### Objective
Rewrite the data from the start through the line containing "[238,137,362,302]", replacing "detector" with "locator" and keeping everything else the same. Omit the pictures from your output.

[Bounding box labeling data]
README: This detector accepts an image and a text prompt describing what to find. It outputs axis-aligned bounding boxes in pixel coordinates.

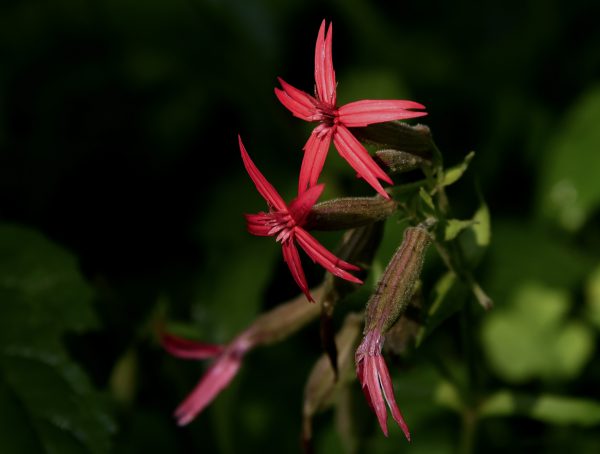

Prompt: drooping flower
[355,226,431,441]
[355,331,410,441]
[161,333,252,426]
[160,286,324,426]
[238,137,362,301]
[275,20,427,198]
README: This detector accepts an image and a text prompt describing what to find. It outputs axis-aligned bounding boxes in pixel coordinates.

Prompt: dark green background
[0,0,600,453]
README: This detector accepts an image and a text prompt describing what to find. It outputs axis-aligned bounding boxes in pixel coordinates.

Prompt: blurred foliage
[0,0,600,453]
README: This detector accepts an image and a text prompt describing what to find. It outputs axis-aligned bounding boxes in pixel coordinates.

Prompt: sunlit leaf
[482,283,594,382]
[0,225,114,453]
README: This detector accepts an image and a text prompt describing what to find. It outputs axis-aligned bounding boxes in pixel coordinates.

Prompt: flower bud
[354,226,430,441]
[352,121,434,159]
[306,196,397,230]
[320,221,384,377]
[365,226,431,334]
[375,149,431,175]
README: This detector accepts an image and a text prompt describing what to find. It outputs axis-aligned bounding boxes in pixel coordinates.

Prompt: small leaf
[419,186,435,210]
[442,151,475,186]
[480,391,600,427]
[539,86,600,231]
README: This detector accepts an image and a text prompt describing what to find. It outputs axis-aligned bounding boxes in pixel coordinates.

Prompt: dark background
[0,0,600,452]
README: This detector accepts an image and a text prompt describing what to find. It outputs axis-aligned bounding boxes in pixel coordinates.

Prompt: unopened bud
[365,226,431,334]
[306,196,397,230]
[375,149,431,175]
[320,223,384,377]
[352,121,434,159]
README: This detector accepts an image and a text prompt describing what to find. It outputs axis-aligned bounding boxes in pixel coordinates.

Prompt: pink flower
[161,332,253,426]
[275,20,427,198]
[355,331,410,441]
[238,137,362,302]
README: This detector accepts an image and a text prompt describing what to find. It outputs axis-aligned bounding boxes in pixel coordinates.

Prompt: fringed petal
[238,135,287,211]
[315,20,336,106]
[160,332,225,359]
[338,99,427,128]
[275,77,319,121]
[298,127,331,195]
[333,125,393,199]
[288,184,325,226]
[244,214,273,236]
[365,355,388,437]
[295,227,362,284]
[175,350,243,426]
[281,241,315,303]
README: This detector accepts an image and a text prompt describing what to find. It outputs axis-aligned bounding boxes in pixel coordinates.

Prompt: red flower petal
[315,19,336,106]
[288,184,325,226]
[281,241,315,303]
[175,350,243,426]
[238,135,287,211]
[338,99,427,128]
[375,355,410,441]
[244,213,273,236]
[365,355,388,437]
[298,126,331,194]
[160,333,225,359]
[295,227,362,284]
[275,77,319,121]
[333,125,393,199]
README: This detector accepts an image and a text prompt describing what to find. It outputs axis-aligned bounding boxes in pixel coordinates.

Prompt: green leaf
[482,283,594,382]
[444,219,474,241]
[480,391,600,427]
[416,272,469,346]
[483,221,597,304]
[442,151,475,186]
[585,266,600,328]
[538,86,600,231]
[419,187,435,210]
[0,225,114,453]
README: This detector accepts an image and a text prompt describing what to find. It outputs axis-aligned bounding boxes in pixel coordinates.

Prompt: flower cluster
[162,21,427,439]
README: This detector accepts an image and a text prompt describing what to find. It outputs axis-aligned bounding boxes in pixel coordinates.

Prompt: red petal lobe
[333,126,393,199]
[238,135,287,211]
[338,99,427,128]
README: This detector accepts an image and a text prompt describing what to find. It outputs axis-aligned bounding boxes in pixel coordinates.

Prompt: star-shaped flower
[275,20,427,198]
[238,137,362,301]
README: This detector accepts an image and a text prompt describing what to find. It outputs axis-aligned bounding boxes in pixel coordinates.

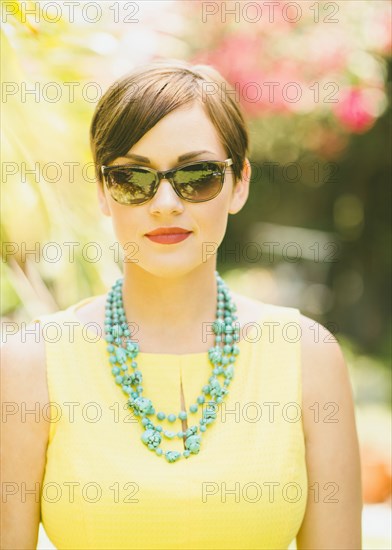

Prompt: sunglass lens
[108,168,155,204]
[174,162,222,202]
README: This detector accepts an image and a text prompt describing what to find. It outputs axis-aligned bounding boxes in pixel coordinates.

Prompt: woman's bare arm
[0,325,49,550]
[296,316,362,550]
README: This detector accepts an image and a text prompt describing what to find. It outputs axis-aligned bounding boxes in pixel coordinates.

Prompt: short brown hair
[90,59,249,184]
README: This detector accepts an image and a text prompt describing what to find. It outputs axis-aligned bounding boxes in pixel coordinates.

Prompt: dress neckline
[65,296,261,362]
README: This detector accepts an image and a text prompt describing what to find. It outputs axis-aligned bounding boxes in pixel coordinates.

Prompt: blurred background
[1,0,392,549]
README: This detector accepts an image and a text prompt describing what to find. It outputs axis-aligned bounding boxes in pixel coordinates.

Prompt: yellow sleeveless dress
[33,297,308,550]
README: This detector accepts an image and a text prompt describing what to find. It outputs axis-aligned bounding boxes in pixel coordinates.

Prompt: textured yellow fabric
[34,298,308,550]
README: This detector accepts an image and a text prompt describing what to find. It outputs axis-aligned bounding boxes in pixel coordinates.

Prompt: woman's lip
[146,231,192,244]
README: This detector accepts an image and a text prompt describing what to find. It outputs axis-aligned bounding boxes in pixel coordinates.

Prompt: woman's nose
[150,178,183,210]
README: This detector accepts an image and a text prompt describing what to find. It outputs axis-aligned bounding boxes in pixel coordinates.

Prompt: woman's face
[98,103,250,277]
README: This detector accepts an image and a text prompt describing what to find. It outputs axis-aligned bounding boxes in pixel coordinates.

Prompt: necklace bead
[104,271,240,463]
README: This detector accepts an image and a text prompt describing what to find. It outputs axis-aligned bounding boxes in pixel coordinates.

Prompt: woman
[2,60,362,550]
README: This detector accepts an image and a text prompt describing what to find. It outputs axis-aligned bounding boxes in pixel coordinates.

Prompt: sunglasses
[101,159,233,205]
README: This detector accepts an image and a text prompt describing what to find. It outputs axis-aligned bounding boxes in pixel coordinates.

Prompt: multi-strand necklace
[105,271,240,462]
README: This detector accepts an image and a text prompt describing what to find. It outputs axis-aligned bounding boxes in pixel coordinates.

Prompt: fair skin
[1,101,362,550]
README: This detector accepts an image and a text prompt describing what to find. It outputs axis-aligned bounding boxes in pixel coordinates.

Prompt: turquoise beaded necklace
[105,271,240,462]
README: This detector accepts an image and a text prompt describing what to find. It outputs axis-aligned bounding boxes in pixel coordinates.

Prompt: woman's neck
[123,262,217,344]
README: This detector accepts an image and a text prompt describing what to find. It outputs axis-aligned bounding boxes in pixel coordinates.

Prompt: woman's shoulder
[232,293,352,437]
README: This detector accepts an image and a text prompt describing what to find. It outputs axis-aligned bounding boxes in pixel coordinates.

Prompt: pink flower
[335,88,375,134]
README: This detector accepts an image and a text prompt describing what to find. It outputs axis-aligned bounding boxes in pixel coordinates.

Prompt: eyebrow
[124,150,215,164]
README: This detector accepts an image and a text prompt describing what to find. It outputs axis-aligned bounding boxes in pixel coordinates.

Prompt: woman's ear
[229,158,252,214]
[97,181,111,216]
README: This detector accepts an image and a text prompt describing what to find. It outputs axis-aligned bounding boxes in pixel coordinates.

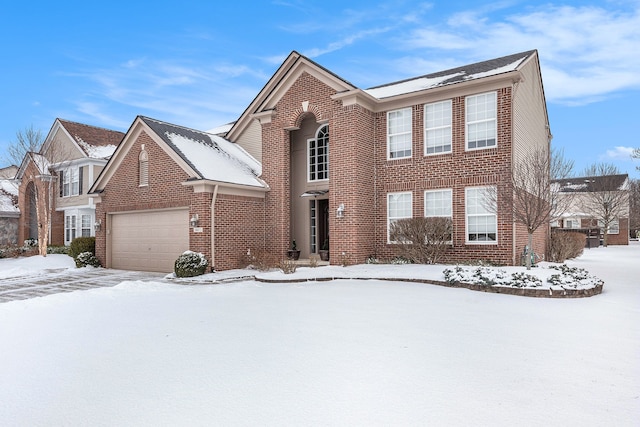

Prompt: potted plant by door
[318,237,329,261]
[287,240,300,261]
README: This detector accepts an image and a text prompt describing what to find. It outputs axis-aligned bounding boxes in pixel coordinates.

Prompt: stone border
[254,276,603,298]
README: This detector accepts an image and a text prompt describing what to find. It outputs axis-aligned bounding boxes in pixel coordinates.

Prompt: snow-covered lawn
[0,246,640,426]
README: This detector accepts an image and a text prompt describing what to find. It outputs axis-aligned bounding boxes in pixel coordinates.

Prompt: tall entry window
[307,125,329,182]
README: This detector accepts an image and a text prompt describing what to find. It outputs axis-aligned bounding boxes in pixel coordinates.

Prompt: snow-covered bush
[174,251,209,277]
[443,265,542,288]
[547,264,604,288]
[76,252,101,268]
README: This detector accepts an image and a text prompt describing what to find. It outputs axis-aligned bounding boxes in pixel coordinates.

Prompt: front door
[309,199,329,254]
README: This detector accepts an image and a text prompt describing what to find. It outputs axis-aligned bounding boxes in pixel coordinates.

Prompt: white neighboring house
[17,119,124,245]
[551,174,630,245]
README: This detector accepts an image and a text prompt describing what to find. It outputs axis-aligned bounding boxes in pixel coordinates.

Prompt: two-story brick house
[92,51,551,269]
[16,119,124,245]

### Answer for the task
README: This locator accepts an image and a text prompt describing what to find. It outputs axis-aligned bounding boxes in pixel coordinates.


Prompt: drooping flower
[355,226,431,441]
[355,331,410,441]
[161,333,252,426]
[160,286,324,426]
[238,137,362,301]
[275,20,427,198]
README: This locator accepts an image and a text prompt describing what to find. It outputs axis-aligned bounding boxes in pixel coordinates.

Prompt: dark green background
[0,0,600,453]
README: This locator accepts an image and a text prompt describing what to find. It outputs axis-aligned bounding boxes in pixel coordinates.

Prompt: blurred foliage
[0,0,600,453]
README: This locator accepts an image and a text prompt describing what to find. It outputs axis-aligned bounding boxes in pixel coordinates.

Prompt: sunlit leaf
[482,283,594,382]
[0,225,114,453]
README: This locator accepts an image and a text prompt describing what to find. It outputs axis-aligned bounding boxes in pixel coordinates.

Prompt: flower bud
[354,226,430,441]
[352,121,434,159]
[306,196,397,230]
[320,221,384,377]
[365,226,431,334]
[375,149,431,175]
README: This locator accepts an image and a text prompt describing what to find. It outputs axis-aligned bounding boxes in pixel coordinates.

Prompt: small leaf
[419,186,435,210]
[442,151,475,186]
[480,391,600,427]
[539,86,600,231]
README: This locator accepts an image and a text prompt describing what to find. It outputs axis-aligned bounding boxes in pixel coordinates.

Prompt: dark background
[0,0,600,452]
README: This locator accepts an image and a text prompt describing what to find. It outputs axis-aligned bounding boxes in pixel coordinates.

Prompt: unopened bud
[365,226,431,334]
[306,196,397,230]
[375,149,431,175]
[320,223,384,377]
[352,121,434,159]
README: This locator accepts an image and a text prompt describing what to find. It outputs axis-aligned bounding boxes in pixel coordinates.

Prompt: pink flower
[161,332,253,426]
[275,20,427,198]
[355,331,410,441]
[238,137,362,302]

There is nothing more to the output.